━━━ READING TEXT ━━━

In particular, axes argument added in 8165 can be used to preserve shape information in batch-only slicing case, for example. I didn’t update the PT frontend to make use of this, so I’m going to take a look at Retinanet support again to see if we can import this model now.

masahi · August 9, 2021, 8:45am

@jsheng-jian Ok I was able to remove all dyn.strided_slice, but shape information is also lost by dyn.reshape, like this:

  %1170 = stack(%1163, axis=2) /* ty=Tensor[(?, 2, 2), float32] */;
  %1548 = dyn.reshape(%1170, %1171, newshape=[]) /* ty=Tensor[(?, ?), float32] */;

%1548 above should have a shape (?, 4), but dyn.reshape makes everything dynamic. So we just want to reshape (?, 2, 2) into (?, 4), but we cannot do that and we don’t have a workaround for this problem.

━━━ DATASET EXCERPT ━━━

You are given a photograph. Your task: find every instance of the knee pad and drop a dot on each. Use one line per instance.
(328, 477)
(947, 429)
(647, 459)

━━━

INSTRUCTIONS TO FOLLOW:
Carry on the forum post about dyn.reshape losing shape information, starting right after its last sentence above.

ANSWER TO THE EXERCISE:
In PT, this reshape corresponds to this line vision/boxes.py at be4ff9a37831c5bee9392bb403a1228131167972 · pytorch/vision · GitHub

jlamperez · August 17, 2021, 7:51pm

Hi,

I think that I am having a similar behavior when trying to compile YOLOX-ONNX models in TVM.

%40 = dyn.strided_slice(%0, %8, %9, meta[relay.Constant][7] /* ty=Tensor[(4), int64] */, 
begin=None, end=None, strides=None, axes=None) /* ty=Tensor[(?, ?, ?, ?), float32] */;

Can you support YOLOX?

Thanks!